What the task requires -
Print only the line with "woman in red" and the lines after it, ending with the last line of the material, each exactly as it stands.

━━━━━ Exercise material ━━━━━

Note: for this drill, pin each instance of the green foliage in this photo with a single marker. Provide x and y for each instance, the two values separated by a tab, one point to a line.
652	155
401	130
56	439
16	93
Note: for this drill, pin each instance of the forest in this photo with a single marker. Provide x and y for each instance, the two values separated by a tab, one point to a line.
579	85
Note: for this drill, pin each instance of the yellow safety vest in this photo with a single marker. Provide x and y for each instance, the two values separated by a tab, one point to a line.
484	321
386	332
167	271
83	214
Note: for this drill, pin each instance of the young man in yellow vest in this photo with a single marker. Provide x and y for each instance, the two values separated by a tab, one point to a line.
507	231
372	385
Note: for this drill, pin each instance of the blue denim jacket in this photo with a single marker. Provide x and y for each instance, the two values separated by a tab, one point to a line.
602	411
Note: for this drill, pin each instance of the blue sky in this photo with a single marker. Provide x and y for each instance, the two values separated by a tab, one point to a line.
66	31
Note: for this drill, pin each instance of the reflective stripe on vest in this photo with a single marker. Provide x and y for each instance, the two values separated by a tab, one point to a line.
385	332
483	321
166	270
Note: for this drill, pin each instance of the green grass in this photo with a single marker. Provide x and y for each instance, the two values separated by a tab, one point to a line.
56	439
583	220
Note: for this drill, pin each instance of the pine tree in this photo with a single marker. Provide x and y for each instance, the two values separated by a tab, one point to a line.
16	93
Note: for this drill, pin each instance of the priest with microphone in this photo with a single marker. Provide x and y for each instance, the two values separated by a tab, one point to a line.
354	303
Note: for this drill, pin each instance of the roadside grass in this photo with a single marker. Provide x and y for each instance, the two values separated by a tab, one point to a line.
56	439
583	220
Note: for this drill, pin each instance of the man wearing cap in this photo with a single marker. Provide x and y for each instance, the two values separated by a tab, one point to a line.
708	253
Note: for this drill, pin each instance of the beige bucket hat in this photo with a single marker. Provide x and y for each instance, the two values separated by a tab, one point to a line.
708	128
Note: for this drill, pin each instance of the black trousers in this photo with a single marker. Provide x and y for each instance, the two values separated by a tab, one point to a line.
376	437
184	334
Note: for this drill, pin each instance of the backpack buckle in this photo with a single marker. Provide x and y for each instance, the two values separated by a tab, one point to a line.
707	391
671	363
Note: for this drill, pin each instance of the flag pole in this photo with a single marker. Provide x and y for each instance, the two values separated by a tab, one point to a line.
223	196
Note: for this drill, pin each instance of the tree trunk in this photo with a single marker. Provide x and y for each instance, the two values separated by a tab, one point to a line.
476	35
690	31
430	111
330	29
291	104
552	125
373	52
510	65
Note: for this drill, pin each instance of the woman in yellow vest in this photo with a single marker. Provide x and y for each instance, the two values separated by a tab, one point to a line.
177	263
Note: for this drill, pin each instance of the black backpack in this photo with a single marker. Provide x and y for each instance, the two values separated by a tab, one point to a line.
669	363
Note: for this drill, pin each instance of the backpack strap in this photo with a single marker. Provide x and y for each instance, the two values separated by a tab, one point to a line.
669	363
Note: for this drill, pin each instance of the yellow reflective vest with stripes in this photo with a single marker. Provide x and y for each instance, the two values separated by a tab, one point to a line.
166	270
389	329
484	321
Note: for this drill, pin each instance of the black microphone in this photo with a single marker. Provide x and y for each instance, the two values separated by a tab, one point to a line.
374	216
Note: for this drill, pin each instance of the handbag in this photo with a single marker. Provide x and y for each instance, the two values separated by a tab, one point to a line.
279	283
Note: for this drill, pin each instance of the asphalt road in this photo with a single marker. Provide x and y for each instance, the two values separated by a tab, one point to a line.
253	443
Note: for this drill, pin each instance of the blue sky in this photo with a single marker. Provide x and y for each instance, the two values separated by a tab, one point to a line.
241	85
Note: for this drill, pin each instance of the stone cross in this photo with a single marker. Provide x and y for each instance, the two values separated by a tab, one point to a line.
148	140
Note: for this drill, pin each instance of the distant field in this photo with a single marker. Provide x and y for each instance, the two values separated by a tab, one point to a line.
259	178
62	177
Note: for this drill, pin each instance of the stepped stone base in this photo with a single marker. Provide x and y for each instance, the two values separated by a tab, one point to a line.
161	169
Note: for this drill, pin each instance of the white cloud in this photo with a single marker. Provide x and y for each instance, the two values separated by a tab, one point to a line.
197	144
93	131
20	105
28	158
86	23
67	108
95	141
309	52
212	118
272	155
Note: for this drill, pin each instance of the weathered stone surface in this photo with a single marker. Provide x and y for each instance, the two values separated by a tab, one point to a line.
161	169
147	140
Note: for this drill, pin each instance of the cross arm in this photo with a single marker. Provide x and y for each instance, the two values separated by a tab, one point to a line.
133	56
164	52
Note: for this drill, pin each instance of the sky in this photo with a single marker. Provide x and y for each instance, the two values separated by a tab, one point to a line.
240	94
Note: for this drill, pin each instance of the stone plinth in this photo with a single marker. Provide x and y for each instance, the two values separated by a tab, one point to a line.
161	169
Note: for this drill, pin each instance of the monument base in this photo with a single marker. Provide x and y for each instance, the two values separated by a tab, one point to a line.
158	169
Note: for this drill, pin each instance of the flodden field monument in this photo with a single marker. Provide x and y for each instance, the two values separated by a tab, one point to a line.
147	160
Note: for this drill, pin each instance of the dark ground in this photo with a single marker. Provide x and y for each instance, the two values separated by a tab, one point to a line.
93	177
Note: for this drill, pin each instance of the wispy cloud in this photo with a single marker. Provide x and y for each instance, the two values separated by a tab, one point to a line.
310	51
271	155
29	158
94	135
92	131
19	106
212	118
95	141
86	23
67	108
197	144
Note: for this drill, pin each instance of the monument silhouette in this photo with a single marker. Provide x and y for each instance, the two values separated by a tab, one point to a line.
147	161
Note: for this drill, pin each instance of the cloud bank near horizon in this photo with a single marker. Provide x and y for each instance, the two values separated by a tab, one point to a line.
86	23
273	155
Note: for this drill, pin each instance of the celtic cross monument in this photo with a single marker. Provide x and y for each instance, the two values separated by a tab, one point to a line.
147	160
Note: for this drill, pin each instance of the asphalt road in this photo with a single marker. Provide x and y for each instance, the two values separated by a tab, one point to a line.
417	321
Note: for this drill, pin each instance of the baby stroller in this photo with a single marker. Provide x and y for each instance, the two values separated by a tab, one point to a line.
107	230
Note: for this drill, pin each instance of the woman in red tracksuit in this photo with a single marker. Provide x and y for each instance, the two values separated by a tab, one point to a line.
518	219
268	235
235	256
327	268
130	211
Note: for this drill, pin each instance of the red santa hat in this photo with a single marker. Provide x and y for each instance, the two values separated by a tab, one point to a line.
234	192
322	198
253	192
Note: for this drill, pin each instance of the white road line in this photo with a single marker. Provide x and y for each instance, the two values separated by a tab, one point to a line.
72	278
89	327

━━━━━

Finished exercise -
Note: for this drill, pin each instance of the woman in red tracksuit in this photo with a single marker. Provide x and y for each instance, the two values separated by a tab, one point to a line.
518	219
268	235
235	256
327	268
130	211
Note: for this drill, pin each instance of the red santa hat in this photo with a single marker. Provide x and y for each instance, the two values separated by a tab, one point to a line.
234	192
322	198
253	192
Note: for this drill, pin each instance of the white road line in this photo with a single marker. Provide x and y for each instance, the two values separated by a tab, one point to a line.
72	278
89	327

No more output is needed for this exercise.